• YOUR OBJECTIVE
Write the entries out again exactly as they stand, but without the pictures.
▽
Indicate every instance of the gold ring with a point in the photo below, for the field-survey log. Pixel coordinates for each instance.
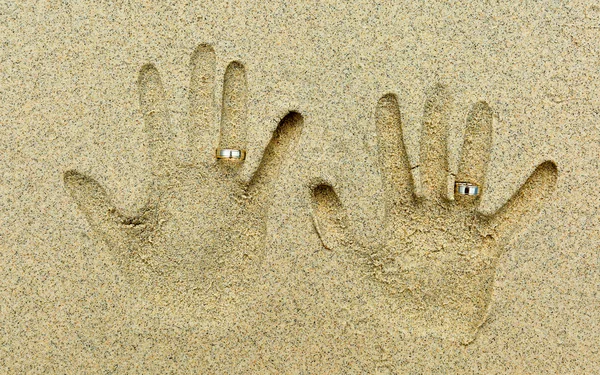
(467, 188)
(230, 153)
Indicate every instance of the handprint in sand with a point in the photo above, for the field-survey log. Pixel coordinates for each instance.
(202, 224)
(437, 256)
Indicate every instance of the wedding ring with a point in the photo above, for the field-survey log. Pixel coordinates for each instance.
(229, 153)
(465, 188)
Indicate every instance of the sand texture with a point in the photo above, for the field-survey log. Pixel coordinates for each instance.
(339, 245)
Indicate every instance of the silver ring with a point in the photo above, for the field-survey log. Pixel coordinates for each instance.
(465, 188)
(230, 153)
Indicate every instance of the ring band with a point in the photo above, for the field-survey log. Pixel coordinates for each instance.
(229, 153)
(465, 188)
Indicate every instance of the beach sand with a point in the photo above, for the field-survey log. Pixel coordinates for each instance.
(339, 244)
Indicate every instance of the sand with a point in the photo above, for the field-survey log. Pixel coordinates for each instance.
(339, 244)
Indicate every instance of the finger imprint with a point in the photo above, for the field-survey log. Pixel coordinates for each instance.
(434, 143)
(202, 127)
(233, 121)
(475, 154)
(161, 138)
(393, 159)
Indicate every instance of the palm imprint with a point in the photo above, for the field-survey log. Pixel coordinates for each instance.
(202, 223)
(437, 255)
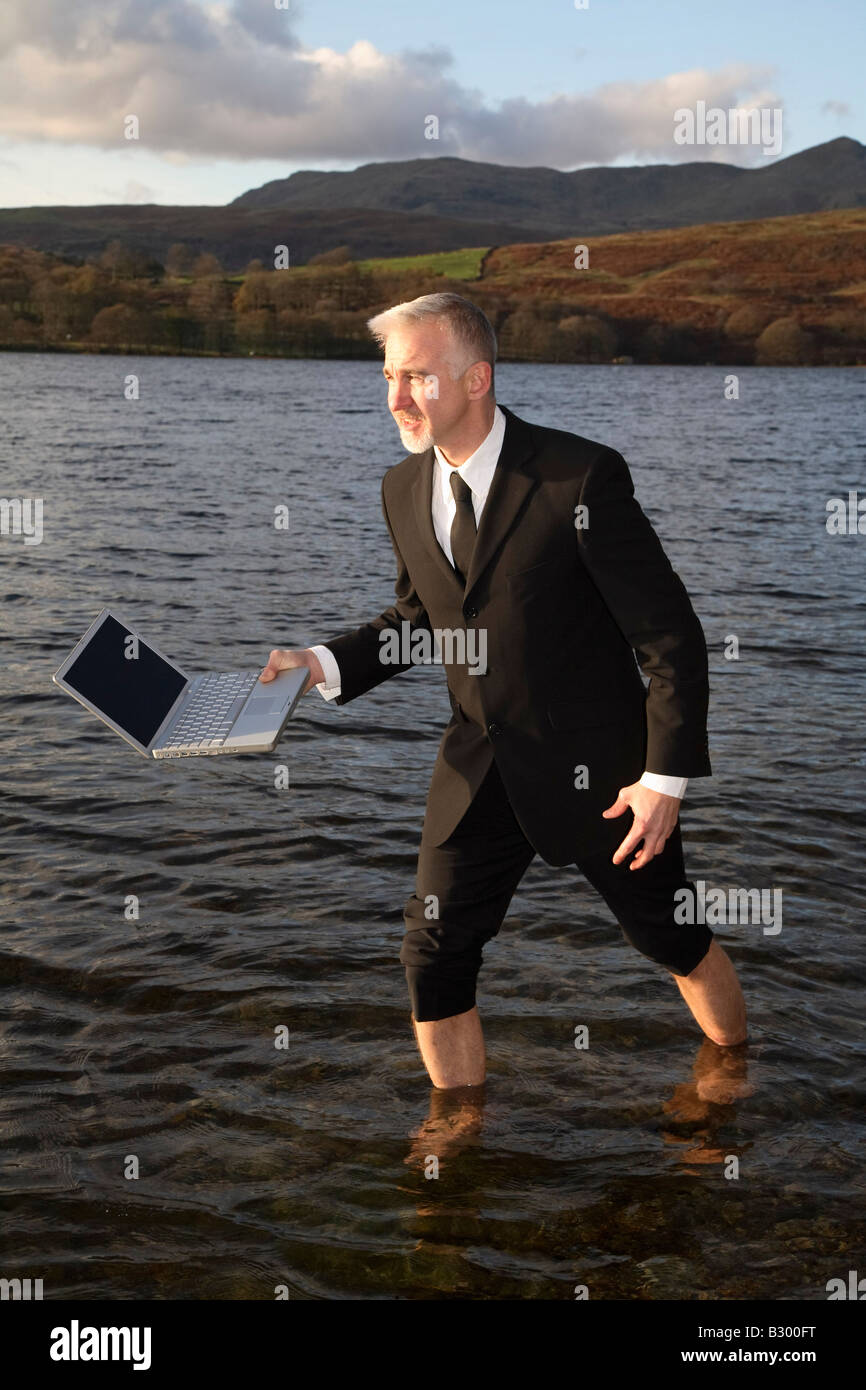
△
• TASK OUTPUT
Indicate every instance of the gold ring with a point in the photo below, for the field-survey log. Pixel coordinates for each instance.
(467, 188)
(230, 153)
Indicate every instance of the handprint in sand with a point in the photo above, for the field-survey log. Pixel coordinates for each instance.
(202, 224)
(437, 256)
Indicate every instance of the wedding ring with a point in the photo above, for the field-survey log. Pixel coordinates for each instance.
(229, 153)
(465, 188)
Indicate every instance of the sand texture with a point in the photo above, for the field-survey log. Pixel coordinates for each instance.
(339, 245)
Indicate every instance of the silver ring with a point in the photo above, for the field-survey log. Pixel coordinates for each instance.
(465, 188)
(230, 153)
Indicate every instance of the ring band with a point in the photo above, for the field-survey log. Pixel coordinates for each instance.
(229, 153)
(465, 188)
Indicate every instance of the beach sand with a point in the photo above, for the field-survey log. Pixel coordinates for each instance.
(339, 244)
Indicate every instance of the sand with a point in the photo above, for the field-survey log. Pixel coordinates for each instance.
(339, 244)
Indicate every instance of the finger imprint with a point in the photo above, for the field-survey log. Pixel coordinates for each instance.
(434, 143)
(202, 127)
(233, 121)
(475, 154)
(161, 138)
(393, 159)
Indicate every instance of the palm imprint with a point in the photo above, for the field-survey log. Pixel coordinates for each instance.
(202, 223)
(437, 255)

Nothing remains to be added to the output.